__Extracted text__
⟨

Recent Award-Winners

Congratulations to the following MSU Press contributors for their recent award recognitions!


2021 International Book Awards Finalist, Poetry

Spit 
Poems by Daniel Lassell

The first-ever poetry book set on a llama farm, Daniel Lassell’s debut collection, Spit, examines the roles we play within the act of belonging. It is a portrait of a boy living on a farm populated with chickens sung to sleep by lullaby, captive wolves next door that attack a child, and a herd of llamas learning to survive despite coyotes and a chaotic family. The collection in part explores the role of the body in health and illness, and one’s treatment of the earth and others. A theme of spirituality also weaves throughout the collection as the speaker treks into adulthood, yearning for peace amid the decline of his parents’ marriage. Unflinching at every turn, the collection pushes the boundaries of “home” to arrive upon new meaning, definition, and purpose. 


2021 Michigan Notable Book Award
2021 WCSA Tillie Olsen Award for Creative Writing

R E S P E C T: The Poetry of Detroit Music 
Edited by Jim Daniels and M.L. Liebler

While there have been countless books written about Detroit, none have captured its incredible musical history like this one. Detroit artists have forged the paths in many music genres, producing waves of creative energy that continue to reverberate across the country and around the world. This anthology both documents and celebrates this part of Detroit’s history, capturing the emotions that the music inspired in its creators and in its listeners. The range of contributors speaks to the global impact of Detroit’s music scene—Grammy winners, Pulitzer Prize winners, Rock and Roll Hall of Fame inductees, and poet laureates all come together in this rich and varied anthology.

⟩

__Study material__
⟨

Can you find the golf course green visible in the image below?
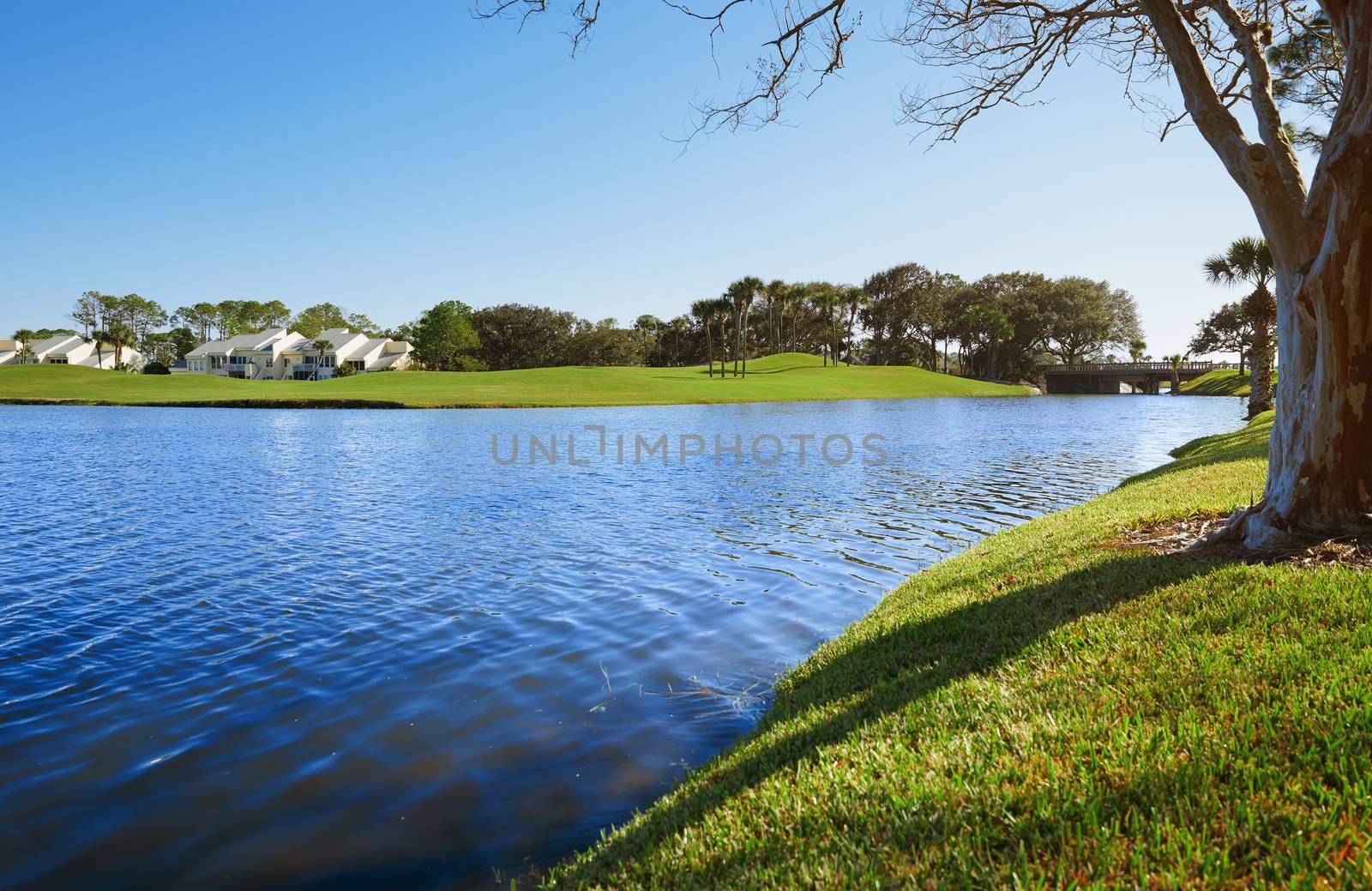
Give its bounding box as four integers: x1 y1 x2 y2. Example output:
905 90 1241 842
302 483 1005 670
0 352 1031 407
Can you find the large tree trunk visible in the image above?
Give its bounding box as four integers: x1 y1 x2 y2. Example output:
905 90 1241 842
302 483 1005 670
1232 113 1372 548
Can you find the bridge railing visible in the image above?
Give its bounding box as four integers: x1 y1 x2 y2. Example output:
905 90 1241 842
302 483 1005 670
1038 363 1239 375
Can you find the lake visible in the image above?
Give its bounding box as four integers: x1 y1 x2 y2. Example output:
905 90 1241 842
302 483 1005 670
0 397 1243 888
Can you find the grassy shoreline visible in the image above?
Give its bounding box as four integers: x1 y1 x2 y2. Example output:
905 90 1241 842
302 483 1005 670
545 413 1372 888
1182 370 1278 397
0 352 1031 409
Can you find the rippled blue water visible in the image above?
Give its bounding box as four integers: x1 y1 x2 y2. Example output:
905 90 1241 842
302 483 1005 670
0 397 1240 888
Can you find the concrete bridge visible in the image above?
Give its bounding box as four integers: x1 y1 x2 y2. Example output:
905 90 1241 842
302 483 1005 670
1041 363 1239 395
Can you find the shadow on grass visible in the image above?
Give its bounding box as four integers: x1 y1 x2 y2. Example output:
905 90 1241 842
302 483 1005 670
558 556 1214 887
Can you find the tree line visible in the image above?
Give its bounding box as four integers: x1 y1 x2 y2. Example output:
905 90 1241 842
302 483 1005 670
400 263 1144 379
15 273 1143 379
14 291 395 373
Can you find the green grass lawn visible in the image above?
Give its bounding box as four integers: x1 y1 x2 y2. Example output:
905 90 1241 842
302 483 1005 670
0 352 1029 407
1182 370 1278 397
546 414 1372 888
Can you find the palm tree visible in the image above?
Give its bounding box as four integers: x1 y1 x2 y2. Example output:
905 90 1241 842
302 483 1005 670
842 287 867 368
14 328 33 365
767 279 786 352
81 331 110 368
1162 352 1187 395
105 322 139 368
715 297 734 380
690 301 715 377
310 338 334 380
634 315 663 368
1205 238 1276 418
725 276 763 377
807 284 839 366
670 316 690 365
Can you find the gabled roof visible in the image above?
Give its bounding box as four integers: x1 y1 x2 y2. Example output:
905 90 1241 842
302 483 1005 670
29 334 82 356
224 328 286 350
185 340 228 358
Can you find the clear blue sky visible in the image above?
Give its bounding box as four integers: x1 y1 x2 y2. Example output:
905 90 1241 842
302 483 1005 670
0 0 1279 354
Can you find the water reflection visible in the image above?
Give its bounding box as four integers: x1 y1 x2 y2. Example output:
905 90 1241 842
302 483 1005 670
0 397 1239 887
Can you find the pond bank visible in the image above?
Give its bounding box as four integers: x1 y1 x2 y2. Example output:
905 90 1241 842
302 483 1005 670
0 352 1032 407
547 413 1372 888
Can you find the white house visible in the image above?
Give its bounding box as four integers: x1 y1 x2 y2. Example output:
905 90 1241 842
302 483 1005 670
0 334 142 370
185 328 413 380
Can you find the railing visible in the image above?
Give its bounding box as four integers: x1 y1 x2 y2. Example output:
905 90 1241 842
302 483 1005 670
1040 363 1239 375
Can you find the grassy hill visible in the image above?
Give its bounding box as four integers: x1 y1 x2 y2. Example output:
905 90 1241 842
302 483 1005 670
0 352 1029 407
546 413 1372 889
1182 370 1278 397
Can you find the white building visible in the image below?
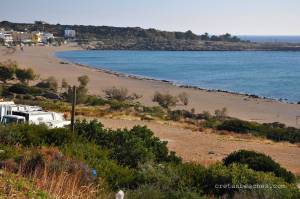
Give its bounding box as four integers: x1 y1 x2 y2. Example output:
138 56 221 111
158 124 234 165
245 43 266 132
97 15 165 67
65 29 76 38
0 30 14 44
41 32 54 43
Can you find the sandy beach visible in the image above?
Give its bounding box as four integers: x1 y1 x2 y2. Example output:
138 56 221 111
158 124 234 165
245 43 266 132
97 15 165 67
0 45 300 127
0 46 300 175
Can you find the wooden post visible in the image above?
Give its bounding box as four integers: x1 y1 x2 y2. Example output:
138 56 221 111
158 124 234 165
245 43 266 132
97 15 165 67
71 86 76 133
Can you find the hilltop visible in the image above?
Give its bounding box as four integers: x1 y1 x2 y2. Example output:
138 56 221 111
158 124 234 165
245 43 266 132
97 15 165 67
0 21 300 51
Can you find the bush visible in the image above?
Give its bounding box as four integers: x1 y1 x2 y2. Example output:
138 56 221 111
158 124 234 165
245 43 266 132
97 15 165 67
203 163 300 199
76 121 181 168
217 119 256 133
223 150 296 183
8 83 30 94
152 92 178 108
0 60 17 83
104 87 142 101
36 77 58 92
78 75 90 87
0 124 73 146
178 92 189 106
86 96 108 106
217 119 300 143
16 68 36 83
215 107 228 120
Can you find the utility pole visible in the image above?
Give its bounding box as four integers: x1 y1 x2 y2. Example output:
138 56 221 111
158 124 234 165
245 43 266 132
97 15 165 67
71 86 76 133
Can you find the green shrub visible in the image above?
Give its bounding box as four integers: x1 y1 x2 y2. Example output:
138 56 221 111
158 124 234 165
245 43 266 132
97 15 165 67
8 83 30 94
203 163 300 199
152 92 178 108
217 119 300 143
0 60 17 83
16 68 37 83
36 77 58 92
0 124 73 146
218 119 256 133
76 121 181 167
142 106 165 119
86 96 108 106
223 150 296 183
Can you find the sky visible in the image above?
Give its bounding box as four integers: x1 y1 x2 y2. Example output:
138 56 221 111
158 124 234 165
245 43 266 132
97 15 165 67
0 0 300 35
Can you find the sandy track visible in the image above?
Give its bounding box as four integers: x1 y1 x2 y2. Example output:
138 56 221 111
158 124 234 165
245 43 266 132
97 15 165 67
100 119 300 175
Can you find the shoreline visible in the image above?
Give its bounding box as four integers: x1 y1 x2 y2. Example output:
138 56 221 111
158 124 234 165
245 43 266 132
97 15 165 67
54 49 300 105
0 45 300 127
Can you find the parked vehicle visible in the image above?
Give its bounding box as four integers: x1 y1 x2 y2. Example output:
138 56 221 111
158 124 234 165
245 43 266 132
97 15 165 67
0 102 70 128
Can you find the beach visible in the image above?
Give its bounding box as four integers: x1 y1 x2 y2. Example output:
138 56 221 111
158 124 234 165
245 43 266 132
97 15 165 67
0 45 300 127
0 46 300 175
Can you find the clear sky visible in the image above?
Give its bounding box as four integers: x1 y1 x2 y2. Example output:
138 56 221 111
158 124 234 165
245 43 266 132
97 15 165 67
0 0 300 35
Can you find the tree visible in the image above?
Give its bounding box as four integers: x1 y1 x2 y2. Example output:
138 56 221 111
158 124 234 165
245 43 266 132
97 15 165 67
152 92 178 108
178 92 189 106
16 68 36 83
0 60 17 83
78 75 90 87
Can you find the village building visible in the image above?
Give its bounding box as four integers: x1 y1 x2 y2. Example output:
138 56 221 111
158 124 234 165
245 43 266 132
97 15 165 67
65 29 76 38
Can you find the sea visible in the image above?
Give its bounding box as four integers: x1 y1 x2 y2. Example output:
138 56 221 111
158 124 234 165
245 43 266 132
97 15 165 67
56 50 300 103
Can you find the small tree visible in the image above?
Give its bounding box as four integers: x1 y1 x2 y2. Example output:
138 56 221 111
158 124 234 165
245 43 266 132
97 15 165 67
0 60 17 83
78 75 90 87
178 92 189 106
152 92 178 108
16 68 36 83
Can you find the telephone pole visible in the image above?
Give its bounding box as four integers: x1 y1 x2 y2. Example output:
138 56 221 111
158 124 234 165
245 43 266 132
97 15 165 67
71 86 76 133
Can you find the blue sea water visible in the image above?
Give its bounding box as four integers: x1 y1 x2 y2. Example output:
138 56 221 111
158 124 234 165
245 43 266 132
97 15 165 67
56 50 300 102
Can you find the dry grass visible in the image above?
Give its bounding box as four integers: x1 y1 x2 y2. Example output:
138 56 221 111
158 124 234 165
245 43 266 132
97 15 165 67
3 148 111 199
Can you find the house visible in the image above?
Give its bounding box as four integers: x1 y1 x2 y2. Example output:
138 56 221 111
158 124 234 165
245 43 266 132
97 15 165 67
41 32 54 44
0 30 14 44
12 31 32 43
31 32 42 43
65 29 76 38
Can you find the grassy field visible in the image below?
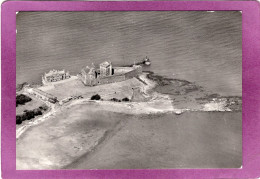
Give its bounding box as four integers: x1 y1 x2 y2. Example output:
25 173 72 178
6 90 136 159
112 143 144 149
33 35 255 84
39 78 144 100
16 98 44 115
16 103 242 169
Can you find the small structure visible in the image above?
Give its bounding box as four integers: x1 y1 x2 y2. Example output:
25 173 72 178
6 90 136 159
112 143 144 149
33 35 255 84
131 87 146 102
42 69 70 84
79 61 142 86
27 88 58 103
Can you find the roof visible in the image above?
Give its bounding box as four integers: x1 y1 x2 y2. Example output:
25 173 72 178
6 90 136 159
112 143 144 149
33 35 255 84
99 61 110 67
82 66 95 74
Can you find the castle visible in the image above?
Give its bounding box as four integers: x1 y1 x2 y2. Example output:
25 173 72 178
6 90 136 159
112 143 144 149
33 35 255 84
79 61 142 86
42 70 70 84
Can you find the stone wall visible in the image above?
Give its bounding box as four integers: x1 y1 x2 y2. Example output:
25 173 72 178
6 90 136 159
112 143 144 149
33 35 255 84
97 75 126 85
125 68 140 79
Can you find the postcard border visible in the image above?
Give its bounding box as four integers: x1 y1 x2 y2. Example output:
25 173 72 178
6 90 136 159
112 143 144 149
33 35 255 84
1 1 260 178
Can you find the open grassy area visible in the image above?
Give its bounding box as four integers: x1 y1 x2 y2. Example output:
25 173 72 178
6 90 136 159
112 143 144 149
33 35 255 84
16 98 44 115
16 103 242 169
39 78 145 100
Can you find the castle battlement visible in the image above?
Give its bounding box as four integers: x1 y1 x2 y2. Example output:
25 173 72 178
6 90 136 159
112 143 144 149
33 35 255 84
79 61 142 86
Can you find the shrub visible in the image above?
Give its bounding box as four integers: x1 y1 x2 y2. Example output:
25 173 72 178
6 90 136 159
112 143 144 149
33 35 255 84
90 94 101 100
25 111 35 120
16 115 23 124
39 104 48 111
122 98 130 101
33 108 42 116
16 94 32 106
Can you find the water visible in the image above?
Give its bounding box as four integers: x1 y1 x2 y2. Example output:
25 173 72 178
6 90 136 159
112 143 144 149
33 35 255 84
16 11 242 95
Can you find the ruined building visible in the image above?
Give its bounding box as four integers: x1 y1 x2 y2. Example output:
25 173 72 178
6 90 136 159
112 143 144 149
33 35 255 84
79 61 142 86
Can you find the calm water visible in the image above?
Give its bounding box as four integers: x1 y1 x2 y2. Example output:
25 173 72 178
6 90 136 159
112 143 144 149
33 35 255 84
17 11 242 95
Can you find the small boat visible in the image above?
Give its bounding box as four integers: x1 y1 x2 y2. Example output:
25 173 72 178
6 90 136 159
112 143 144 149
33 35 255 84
144 61 151 65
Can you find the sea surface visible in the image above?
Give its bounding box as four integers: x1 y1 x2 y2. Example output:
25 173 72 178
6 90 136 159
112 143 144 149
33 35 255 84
16 11 242 96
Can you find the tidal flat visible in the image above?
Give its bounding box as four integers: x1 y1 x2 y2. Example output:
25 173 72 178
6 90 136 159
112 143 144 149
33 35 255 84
17 104 242 169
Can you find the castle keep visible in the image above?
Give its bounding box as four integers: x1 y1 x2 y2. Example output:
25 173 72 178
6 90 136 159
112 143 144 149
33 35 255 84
79 61 142 86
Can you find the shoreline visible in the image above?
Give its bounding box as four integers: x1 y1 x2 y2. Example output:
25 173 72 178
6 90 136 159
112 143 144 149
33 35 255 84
16 71 242 139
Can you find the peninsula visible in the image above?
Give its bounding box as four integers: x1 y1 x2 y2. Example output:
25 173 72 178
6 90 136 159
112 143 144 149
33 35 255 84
16 60 242 169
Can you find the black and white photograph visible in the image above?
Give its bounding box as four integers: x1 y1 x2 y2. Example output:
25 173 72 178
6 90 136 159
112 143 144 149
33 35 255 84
16 11 242 170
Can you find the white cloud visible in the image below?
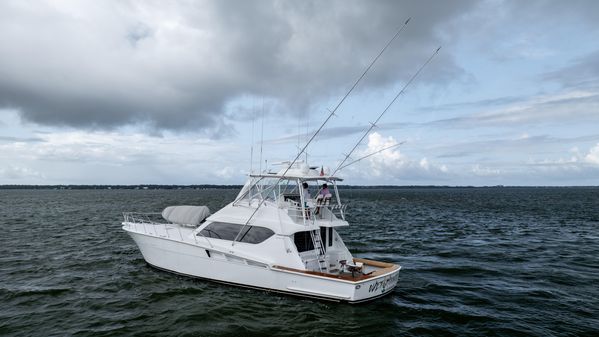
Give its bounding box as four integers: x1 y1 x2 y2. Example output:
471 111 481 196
471 164 501 177
0 126 249 184
352 132 449 183
584 143 599 166
0 165 45 183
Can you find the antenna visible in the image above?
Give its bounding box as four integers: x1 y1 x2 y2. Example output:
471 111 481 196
331 47 441 176
250 101 256 174
259 97 264 173
232 18 411 245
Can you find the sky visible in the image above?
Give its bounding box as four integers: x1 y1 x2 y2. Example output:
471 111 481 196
0 0 599 186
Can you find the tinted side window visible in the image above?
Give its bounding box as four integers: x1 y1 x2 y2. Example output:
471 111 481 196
293 232 314 253
239 226 275 244
199 222 275 244
200 222 241 241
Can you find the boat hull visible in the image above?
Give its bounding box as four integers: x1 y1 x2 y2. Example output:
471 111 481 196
123 228 400 303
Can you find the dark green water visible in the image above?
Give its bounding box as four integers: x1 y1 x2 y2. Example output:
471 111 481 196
0 188 599 336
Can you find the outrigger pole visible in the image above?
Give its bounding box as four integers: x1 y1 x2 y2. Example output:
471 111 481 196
232 18 412 244
335 141 405 172
331 47 441 176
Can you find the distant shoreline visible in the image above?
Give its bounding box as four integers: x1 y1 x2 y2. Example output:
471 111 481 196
0 184 599 190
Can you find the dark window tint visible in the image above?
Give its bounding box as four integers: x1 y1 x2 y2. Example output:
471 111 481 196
320 227 333 251
200 222 275 244
293 232 314 253
239 226 275 243
200 222 241 241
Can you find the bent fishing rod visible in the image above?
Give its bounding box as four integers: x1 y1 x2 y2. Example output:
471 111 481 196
232 18 411 245
331 47 441 176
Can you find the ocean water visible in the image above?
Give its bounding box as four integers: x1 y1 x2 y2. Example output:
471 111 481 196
0 188 599 336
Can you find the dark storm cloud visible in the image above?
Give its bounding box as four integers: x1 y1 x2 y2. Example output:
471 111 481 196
0 1 473 129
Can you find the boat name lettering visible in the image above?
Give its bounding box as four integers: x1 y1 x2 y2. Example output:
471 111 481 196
368 273 399 293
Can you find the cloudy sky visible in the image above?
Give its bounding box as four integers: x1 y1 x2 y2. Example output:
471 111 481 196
0 0 599 185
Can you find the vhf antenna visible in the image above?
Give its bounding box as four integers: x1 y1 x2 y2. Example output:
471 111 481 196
331 47 441 176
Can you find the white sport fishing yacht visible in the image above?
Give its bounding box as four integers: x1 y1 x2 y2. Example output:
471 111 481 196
123 163 401 303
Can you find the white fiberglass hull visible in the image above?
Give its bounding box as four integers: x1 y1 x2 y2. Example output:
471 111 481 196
124 228 400 303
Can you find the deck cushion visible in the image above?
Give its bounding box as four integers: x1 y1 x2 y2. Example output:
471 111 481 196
162 206 210 226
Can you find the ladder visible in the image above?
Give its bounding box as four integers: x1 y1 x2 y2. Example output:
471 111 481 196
310 229 327 273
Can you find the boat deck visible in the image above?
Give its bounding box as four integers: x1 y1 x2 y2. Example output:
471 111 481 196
273 258 400 282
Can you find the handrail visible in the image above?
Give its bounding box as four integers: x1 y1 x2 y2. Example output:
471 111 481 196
284 204 347 226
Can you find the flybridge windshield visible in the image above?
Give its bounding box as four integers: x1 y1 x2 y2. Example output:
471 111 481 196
235 177 337 204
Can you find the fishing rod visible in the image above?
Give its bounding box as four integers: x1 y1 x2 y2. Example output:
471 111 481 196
331 47 441 176
337 141 405 171
233 18 412 244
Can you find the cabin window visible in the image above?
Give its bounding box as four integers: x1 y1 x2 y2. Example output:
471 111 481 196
239 226 275 244
198 222 275 244
320 227 333 250
293 232 314 253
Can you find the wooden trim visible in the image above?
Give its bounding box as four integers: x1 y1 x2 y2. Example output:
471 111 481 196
273 259 399 282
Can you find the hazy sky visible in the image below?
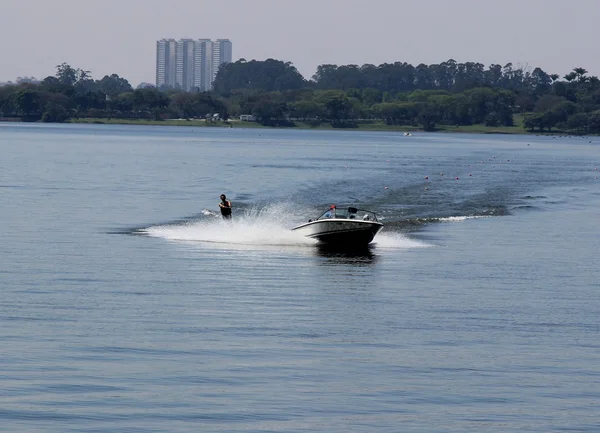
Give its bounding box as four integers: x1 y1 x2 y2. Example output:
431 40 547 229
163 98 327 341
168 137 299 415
0 0 600 86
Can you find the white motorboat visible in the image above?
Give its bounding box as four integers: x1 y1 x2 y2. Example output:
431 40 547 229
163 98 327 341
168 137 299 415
292 205 383 247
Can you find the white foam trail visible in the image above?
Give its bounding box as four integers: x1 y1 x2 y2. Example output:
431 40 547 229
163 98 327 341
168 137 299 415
142 205 315 246
372 229 432 249
438 215 489 223
142 203 430 249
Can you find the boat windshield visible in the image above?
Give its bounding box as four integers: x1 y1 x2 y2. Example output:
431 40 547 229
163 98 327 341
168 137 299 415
317 207 377 221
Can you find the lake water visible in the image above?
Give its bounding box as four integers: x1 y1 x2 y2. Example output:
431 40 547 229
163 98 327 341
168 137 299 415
0 123 600 433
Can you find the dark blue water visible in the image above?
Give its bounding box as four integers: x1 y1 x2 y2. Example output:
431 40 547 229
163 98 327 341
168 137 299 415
0 124 600 433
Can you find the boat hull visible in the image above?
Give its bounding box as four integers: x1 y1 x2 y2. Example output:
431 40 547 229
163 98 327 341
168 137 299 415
292 218 383 247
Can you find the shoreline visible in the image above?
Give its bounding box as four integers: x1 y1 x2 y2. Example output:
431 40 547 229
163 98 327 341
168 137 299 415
0 116 597 137
66 118 536 135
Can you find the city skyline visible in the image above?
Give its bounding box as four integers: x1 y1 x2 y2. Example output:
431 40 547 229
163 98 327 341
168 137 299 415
0 0 600 86
155 38 232 92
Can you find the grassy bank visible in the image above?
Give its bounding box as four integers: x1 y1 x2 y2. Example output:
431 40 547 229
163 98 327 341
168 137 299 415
70 116 527 134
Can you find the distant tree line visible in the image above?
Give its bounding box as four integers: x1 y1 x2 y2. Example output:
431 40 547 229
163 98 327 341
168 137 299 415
0 59 600 134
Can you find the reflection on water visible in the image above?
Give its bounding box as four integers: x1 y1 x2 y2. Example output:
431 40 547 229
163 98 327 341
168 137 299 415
314 241 378 266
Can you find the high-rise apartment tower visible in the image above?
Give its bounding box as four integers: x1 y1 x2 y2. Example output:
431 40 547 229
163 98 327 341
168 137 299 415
156 39 232 92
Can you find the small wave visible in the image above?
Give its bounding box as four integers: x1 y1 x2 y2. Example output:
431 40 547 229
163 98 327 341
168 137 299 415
436 215 490 223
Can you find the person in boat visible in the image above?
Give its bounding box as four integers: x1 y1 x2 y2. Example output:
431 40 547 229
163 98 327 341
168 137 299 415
325 204 335 218
219 194 231 220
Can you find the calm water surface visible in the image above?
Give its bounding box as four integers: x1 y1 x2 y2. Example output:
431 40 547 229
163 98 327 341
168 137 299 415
0 124 600 433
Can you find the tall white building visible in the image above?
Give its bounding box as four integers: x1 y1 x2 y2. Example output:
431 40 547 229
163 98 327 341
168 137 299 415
156 39 177 87
211 39 232 82
156 39 232 92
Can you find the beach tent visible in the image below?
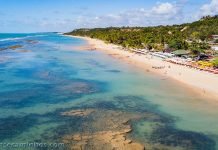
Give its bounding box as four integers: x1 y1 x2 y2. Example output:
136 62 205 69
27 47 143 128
172 50 190 57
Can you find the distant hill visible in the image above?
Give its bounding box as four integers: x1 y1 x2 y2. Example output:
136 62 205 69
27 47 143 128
66 15 218 53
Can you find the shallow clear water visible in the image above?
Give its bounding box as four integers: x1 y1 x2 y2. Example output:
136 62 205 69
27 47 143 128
0 33 218 150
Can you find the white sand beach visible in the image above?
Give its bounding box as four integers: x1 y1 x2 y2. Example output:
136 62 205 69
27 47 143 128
69 36 218 101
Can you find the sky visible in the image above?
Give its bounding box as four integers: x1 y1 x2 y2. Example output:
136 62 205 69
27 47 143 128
0 0 218 33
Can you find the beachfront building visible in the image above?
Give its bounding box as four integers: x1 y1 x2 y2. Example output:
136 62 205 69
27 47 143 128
172 50 190 57
211 35 218 40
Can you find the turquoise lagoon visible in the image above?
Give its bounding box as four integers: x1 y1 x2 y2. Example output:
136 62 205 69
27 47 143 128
0 33 218 150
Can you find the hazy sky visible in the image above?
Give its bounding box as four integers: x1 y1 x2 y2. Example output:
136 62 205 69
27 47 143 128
0 0 218 32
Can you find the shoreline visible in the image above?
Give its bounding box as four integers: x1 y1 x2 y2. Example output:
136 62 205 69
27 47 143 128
67 35 218 101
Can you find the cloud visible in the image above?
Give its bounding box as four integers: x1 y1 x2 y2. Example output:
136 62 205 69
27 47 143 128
200 0 218 16
75 2 184 28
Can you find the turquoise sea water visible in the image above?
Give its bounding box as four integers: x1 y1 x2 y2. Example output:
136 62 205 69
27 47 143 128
0 33 218 150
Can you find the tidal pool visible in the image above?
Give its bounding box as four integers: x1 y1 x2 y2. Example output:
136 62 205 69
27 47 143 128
0 33 218 150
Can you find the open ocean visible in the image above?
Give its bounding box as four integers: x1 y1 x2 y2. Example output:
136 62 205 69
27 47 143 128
0 33 218 150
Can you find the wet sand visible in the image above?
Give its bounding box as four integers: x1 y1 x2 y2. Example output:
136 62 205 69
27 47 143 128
68 36 218 101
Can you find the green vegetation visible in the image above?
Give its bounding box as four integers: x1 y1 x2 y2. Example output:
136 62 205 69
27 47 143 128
66 15 218 52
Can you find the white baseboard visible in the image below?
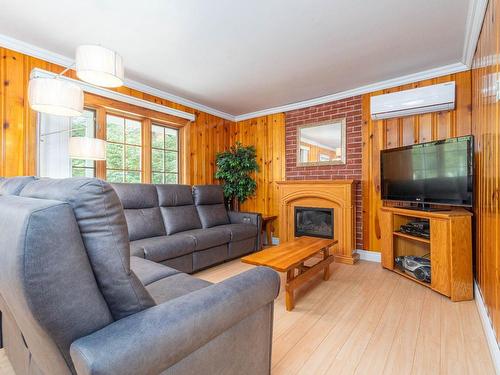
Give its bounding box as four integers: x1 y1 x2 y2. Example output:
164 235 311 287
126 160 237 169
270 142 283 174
474 280 500 375
356 250 382 263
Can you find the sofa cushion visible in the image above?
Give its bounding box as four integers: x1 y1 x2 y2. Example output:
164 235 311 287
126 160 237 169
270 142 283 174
20 178 155 320
182 227 231 250
217 224 257 242
0 176 35 195
160 205 201 235
130 256 180 286
196 204 229 228
112 183 166 241
193 185 224 206
156 184 201 235
130 233 196 262
155 184 194 207
146 273 212 304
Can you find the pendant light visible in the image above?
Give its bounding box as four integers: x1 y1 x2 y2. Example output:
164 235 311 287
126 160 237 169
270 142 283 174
28 77 83 117
76 45 124 88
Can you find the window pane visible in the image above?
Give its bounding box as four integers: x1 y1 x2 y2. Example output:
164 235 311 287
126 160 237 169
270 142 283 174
125 172 141 182
165 128 179 150
106 115 125 143
152 173 164 184
151 149 165 172
165 173 177 184
151 125 165 149
165 151 177 172
106 170 125 182
125 119 141 146
106 143 124 169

⟩

__Required tasks__
**1.** Copy the stretch of the MSU Press award-winners page from "2021 Michigan Notable" through "and varied anthology.", word for word.
**2.** On the MSU Press award-winners page, which two awards are listed for R E S P E C T: The Poetry of Detroit Music?
**3.** Continue the MSU Press award-winners page from its last sentence.

__Outputs for the tasks__
**1.**
2021 Michigan Notable Book Award
2021 WCSA Tillie Olsen Award for Creative Writing

R E S P E C T: The Poetry of Detroit Music 
Edited by Jim Daniels and M.L. Liebler

While there have been countless books written about Detroit, none have captured its incredible musical history like this one. Detroit artists have forged the paths in many music genres, producing waves of creative energy that continue to reverberate across the country and around the world. This anthology both documents and celebrates this part of Detroit’s history, capturing the emotions that the music inspired in its creators and in its listeners. The range of contributors speaks to the global impact of Detroit’s music scene—Grammy winners, Pulitzer Prize winners, Rock and Roll Hall of Fame inductees, and poet laureates all come together in this rich and varied anthology.

**2.** The 2021 Michigan Notable Book Award and the 2021 WCSA Tillie Olsen Award for Creative Writing.

**3.**
2020 Next Generation Indie Book Award for Nature/Environment

Waterfront Porch: Reclaiming Detroit’s Industrial Waterfront as a Gathering Place for All
By John H. Hartig

This unique history depicts Detroit as a city of innovation, resilience, and leadership in responding to change, and examines the current sustainability paradigm shift to which Detroit is responding, pivoting as the city has done in the past to redefine itself and lead the nation and world down a more sustainable path. This book details the building of a new waterfront porch alongside the Detroit River called the Detroit RiverWalk to help revitalize the city and region and promote sustainability practices.


2020 Association for the Rhetoric of Science, Technology, and Medicine Book Award

The Origins of Bioethics: Remembering When Medicine Went Wrong
By John A. Lynch

The Origins of Bioethics argues that what we remember from the history of medicine and how we remember are consequential for the identities of doctors, researchers, and patients in the present day. Remembering when medicine went wrong calls people to account for the injustices inflicted on vulnerable communities across the twentieth century in the name of medicine, but sometimes these people bury this past and forget events in attempts to minimize their culpability. The call to bioethical memory then conflicts with a desire for “minimal remembrance” on the part of institutions and governments. The Origins of Bioethics charts this tension between bioethical memory and minimal remembrance across three cases that highlight the shift from robust bioethical memory to minimal remembrance to forgetting.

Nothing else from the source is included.